Archive for October, 2009

Playa Del Carmen

Wednesday, October 7th, 2009

Top DOE energy policy analyst Carmen Difiglio stuns conference crowd with presentation detailing how BAD an LCFS would be for America

As convention venues go, the annual transportation conference at the Asilomar resort in Pacific Grove, Calif. is about as good as they come. A round of golf at Pebble Beach in the morning, a stimulating discussion on CAFE standards in the afternoon, and a long walk down the shoreline of the famed Monterey Peninsula at night — convention-goers to this invitation-only event may know exactly what to expect when they come each year, but that doesn’t make the experience any less wonderful.

Good thing for him, Carmen Difiglio’s invitation wasn’t conditioned on pre-event approval of his presentation. Turns out Mr. Difiglio doesn’t think a nationwide Low-Carbon Fuel Standard (LCFS), as initially introduced in Waxman-Markey, is such a good idea. And at a conference like this, talk like that will relegate you to the back of the dining hall, where you’ll be forced to eat your Monterey salmon boudin noir on choucroute all by your lonesome.

* **Items**
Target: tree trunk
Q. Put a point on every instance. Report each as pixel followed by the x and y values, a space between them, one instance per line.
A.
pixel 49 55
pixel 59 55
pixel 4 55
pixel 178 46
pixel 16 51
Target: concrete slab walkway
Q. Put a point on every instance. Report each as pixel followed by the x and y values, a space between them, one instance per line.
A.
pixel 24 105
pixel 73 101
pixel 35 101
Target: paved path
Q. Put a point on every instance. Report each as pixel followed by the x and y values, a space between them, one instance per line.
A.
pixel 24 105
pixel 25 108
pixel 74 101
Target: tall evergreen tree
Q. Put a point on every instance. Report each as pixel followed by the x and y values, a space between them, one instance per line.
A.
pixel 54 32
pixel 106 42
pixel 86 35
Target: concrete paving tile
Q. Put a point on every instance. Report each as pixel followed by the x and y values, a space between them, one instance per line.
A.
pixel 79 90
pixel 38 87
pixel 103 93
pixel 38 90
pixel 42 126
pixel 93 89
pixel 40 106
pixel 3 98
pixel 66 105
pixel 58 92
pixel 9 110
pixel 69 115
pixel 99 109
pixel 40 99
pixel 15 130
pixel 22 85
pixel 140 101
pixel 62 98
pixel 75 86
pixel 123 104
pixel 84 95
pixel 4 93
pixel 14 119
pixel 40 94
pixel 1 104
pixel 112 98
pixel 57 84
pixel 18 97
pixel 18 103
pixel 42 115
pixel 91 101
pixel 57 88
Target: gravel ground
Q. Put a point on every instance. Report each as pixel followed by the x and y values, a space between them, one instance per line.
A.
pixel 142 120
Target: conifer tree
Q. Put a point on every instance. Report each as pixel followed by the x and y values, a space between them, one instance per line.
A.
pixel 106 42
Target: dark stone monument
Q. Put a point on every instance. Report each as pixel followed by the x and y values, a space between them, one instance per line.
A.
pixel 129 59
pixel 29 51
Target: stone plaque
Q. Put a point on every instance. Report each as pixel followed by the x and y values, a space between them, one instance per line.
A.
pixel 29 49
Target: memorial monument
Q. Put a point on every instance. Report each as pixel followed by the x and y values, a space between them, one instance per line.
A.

* **Objectives**
[A] According to the blog post, in what city is the Asilomar resort?
[B] Reproduce the blog post's wording word for word, starting at "Top DOE energy" and ending at "any less wonderful.".

* **Results**
[A] Pacific Grove, Calif.

[B]
Top DOE energy policy analyst Carmen Difiglio stuns conference crowd with presentation detailing how BAD an LCFS would be for America

As convention venues go, the annual transportation conference at the Asilomar resort in Pacific Grove, Calif. is about as good as they come. A round of golf at Pebble Beach in the morning, a stimulating discussion on CAFE standards in the afternoon, and a long walk down the shoreline of the famed Monterey Peninsula at night — convention-goers to this invitation-only event may know exactly what to expect when they come each year, but that doesn’t make the experience any less wonderful.